TASK TO COMPLETE:
Copy out the listing word for word, from the line that contains "# test: identify the stacked" down to the end of the listing, both ends included.

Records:
* START *
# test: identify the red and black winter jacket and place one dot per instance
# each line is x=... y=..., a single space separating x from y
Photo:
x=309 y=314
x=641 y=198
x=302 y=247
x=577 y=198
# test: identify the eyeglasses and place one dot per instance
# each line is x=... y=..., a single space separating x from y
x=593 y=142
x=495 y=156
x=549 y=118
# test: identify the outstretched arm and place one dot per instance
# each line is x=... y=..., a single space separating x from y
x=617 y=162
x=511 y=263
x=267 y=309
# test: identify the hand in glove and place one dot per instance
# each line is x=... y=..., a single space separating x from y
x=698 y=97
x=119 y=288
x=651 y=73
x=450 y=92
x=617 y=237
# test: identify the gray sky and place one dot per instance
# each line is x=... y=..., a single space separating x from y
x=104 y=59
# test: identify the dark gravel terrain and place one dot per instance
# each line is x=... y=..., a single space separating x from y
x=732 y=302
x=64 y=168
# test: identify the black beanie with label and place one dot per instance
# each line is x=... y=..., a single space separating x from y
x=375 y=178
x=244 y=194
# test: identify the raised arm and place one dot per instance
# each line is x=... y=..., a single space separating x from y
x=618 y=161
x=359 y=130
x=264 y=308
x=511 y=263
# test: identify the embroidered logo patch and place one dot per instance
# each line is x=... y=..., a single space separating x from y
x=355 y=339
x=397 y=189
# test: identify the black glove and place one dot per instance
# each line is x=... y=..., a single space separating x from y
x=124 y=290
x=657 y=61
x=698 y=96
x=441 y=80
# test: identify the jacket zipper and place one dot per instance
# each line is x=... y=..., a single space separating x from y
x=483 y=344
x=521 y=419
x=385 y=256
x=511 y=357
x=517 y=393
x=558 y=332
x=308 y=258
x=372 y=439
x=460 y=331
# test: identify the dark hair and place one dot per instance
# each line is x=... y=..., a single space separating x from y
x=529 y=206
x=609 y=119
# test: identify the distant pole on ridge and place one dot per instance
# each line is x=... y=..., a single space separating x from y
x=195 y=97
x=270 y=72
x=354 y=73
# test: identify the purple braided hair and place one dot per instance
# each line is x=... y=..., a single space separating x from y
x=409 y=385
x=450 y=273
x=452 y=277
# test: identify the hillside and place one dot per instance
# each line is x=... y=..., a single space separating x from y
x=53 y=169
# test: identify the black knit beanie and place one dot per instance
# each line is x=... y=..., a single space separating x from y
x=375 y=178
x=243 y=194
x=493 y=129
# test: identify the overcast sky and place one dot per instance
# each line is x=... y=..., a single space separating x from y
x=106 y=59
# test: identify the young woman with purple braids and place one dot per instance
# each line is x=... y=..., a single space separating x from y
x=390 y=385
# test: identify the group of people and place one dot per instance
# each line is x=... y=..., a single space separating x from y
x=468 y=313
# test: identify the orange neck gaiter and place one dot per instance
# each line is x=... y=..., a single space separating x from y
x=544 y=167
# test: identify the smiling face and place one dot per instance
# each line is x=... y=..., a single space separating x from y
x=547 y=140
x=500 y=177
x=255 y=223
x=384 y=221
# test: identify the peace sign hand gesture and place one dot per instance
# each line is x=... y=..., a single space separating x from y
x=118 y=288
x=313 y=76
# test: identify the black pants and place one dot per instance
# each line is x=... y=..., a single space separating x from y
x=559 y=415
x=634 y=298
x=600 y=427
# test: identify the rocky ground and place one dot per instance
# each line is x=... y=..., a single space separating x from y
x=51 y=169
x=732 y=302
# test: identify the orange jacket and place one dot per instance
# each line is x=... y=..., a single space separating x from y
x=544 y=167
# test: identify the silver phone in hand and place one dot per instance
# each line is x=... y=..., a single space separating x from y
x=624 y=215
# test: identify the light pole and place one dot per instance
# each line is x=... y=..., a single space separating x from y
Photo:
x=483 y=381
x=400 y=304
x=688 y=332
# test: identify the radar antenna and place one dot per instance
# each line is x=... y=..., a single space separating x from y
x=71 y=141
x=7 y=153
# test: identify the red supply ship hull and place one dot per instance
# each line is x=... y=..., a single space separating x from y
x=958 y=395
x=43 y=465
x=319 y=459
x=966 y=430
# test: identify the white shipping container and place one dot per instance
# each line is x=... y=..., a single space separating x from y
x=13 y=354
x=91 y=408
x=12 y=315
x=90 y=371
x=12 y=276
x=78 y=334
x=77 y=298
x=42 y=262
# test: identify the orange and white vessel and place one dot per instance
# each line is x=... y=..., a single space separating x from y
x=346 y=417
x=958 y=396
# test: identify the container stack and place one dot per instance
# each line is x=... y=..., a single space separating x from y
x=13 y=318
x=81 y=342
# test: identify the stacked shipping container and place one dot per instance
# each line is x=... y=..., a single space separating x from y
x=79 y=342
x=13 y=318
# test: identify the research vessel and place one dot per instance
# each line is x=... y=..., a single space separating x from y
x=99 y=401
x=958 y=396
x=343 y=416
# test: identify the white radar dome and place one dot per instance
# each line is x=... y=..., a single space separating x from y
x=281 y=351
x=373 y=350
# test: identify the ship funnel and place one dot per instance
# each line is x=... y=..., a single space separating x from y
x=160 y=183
* END *
EXPECTED ANSWER:
# test: identify the stacked shipping container and place one dot per instance
# each line is x=... y=..., a single space separating x from y
x=79 y=342
x=13 y=318
# test: identify the research vessel and place one dot per instance
# each line is x=... y=..., a single space separating x from y
x=99 y=401
x=958 y=396
x=343 y=416
# test: identify the white radar dome and place one dot per instance
# each line is x=... y=..., a single space separating x from y
x=281 y=351
x=373 y=350
# test: identify the ship funnel and place one dot per instance
# each line is x=... y=..., a single space separating x from y
x=160 y=183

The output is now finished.